>> START

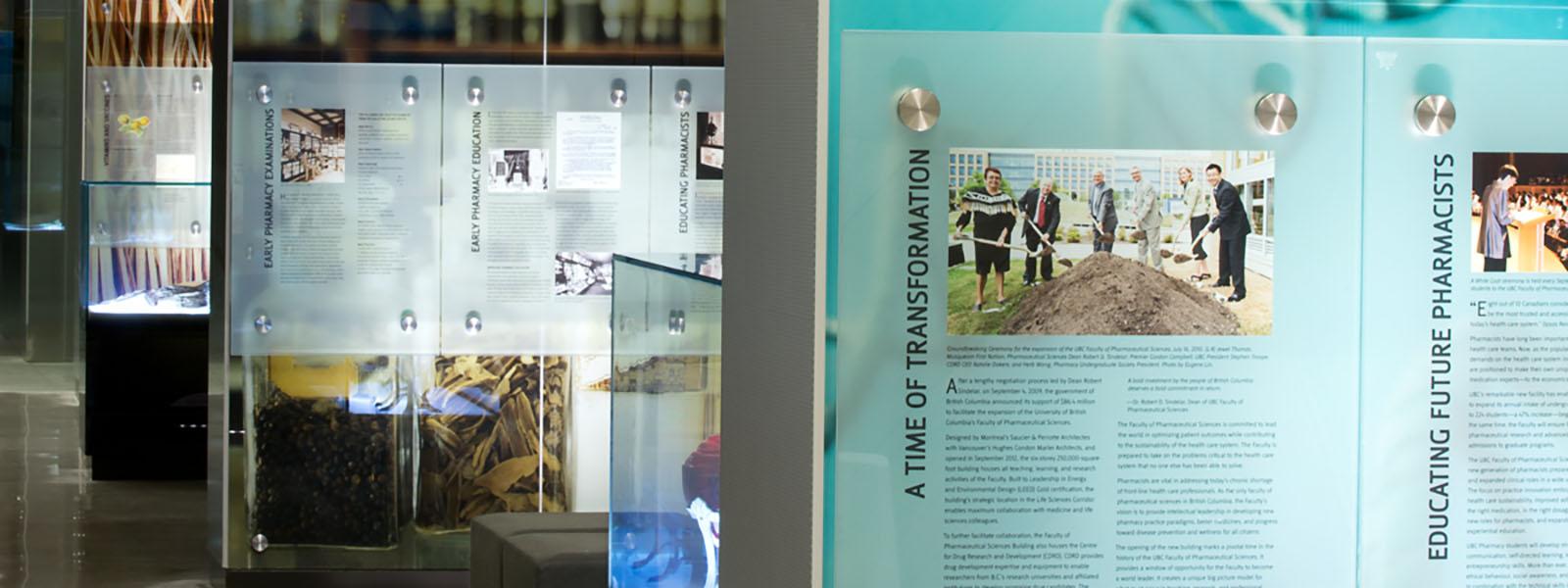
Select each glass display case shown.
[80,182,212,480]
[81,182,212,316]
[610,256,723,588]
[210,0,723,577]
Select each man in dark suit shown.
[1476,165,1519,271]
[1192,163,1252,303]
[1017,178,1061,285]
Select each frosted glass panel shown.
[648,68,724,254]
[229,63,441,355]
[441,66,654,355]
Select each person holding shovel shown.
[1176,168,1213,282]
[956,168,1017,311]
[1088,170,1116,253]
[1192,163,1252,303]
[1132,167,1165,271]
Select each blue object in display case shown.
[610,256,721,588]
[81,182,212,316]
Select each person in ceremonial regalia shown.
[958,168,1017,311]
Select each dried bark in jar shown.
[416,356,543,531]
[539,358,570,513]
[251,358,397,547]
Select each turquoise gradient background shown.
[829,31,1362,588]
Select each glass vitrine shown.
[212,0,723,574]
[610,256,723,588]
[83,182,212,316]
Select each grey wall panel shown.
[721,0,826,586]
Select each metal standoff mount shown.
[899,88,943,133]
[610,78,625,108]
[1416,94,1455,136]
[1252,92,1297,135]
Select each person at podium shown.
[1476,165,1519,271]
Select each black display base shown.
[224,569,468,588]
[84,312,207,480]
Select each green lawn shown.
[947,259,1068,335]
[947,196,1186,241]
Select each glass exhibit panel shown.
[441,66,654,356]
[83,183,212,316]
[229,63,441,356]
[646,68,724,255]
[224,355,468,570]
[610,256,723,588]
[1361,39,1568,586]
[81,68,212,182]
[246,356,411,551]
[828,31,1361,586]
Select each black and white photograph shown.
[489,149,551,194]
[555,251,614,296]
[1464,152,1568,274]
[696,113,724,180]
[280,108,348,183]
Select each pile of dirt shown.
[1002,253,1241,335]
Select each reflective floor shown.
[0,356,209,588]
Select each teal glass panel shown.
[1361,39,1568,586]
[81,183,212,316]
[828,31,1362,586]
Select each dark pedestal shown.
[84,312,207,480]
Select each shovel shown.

>> END

> **WORK TO DO**
Render the entries as a numbered list, starting at the beginning of the entries and ending with the line containing "[441,66,654,355]", both ends inclusive. Omit blank lines and leave the pictures out of the answer.

> **EXERCISE RESULT**
1. Select each glass display case shown.
2. [80,182,212,480]
3. [81,182,212,316]
4. [610,256,723,588]
5. [210,0,723,577]
6. Select each man in dark suit shown.
7. [1476,165,1519,271]
8. [1192,163,1252,303]
9. [1017,178,1061,285]
10. Select each frosted glass panel shown.
11. [648,68,724,254]
12. [229,63,441,355]
13. [441,66,654,355]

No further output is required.